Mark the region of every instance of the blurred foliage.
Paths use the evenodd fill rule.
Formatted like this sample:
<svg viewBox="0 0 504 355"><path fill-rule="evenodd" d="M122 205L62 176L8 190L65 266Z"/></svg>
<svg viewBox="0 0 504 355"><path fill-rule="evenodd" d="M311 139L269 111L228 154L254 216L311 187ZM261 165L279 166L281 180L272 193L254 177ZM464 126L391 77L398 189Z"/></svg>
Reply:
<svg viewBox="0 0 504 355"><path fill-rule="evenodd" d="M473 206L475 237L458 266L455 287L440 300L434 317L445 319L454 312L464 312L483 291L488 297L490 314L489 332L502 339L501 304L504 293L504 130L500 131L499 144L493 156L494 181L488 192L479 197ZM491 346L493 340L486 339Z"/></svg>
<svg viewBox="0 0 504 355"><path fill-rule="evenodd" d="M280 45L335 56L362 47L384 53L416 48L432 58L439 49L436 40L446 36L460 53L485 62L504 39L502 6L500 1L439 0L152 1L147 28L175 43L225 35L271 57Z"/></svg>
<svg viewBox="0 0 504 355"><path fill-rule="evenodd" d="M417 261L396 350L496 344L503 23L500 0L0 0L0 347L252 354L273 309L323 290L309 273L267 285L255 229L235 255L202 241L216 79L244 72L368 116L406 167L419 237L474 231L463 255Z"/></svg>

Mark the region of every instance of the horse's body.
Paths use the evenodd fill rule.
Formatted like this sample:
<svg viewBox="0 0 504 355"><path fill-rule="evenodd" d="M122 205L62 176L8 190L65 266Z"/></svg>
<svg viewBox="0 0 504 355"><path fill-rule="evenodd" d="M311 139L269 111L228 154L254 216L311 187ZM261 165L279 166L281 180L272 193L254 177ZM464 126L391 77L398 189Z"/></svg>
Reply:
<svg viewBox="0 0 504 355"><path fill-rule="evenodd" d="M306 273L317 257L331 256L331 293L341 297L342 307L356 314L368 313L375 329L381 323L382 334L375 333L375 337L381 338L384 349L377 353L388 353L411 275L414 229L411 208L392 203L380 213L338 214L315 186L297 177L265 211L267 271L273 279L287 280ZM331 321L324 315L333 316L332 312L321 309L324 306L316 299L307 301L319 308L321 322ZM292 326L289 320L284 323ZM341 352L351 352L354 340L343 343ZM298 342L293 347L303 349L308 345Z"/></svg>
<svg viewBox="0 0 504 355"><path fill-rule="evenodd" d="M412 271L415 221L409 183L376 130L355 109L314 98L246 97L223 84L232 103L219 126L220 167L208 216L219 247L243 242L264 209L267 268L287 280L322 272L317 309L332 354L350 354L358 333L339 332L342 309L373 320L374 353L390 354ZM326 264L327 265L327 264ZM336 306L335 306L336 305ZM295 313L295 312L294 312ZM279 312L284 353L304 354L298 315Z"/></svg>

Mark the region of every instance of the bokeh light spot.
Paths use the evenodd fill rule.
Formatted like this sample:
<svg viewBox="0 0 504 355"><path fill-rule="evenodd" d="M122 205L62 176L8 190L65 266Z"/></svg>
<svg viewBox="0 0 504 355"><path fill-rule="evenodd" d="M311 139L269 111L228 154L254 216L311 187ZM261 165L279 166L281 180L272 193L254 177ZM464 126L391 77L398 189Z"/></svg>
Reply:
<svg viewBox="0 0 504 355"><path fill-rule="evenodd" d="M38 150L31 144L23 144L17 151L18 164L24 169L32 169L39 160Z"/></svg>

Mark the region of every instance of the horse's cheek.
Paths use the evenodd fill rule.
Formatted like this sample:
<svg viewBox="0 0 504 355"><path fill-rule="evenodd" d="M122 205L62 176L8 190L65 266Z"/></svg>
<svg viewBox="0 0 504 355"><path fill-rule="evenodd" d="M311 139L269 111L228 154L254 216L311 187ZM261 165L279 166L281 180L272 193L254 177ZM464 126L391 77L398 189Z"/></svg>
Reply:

▸ Instructions for the task: From the material above, please return each line containing "horse".

▸ Task result:
Mark the region of every instance of the horse's body.
Mark the region of every instance of the horse's cheek.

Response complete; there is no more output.